Records provided:
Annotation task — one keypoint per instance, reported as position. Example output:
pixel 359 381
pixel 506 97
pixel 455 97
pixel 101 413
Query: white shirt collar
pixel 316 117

Task description: All lines from the one containing "pixel 359 381" through the last line of the data, both included, are to be retyped exactly, and no other line belongs in the answer.

Task output:
pixel 359 381
pixel 506 97
pixel 455 97
pixel 101 413
Query: white shirt collar
pixel 316 117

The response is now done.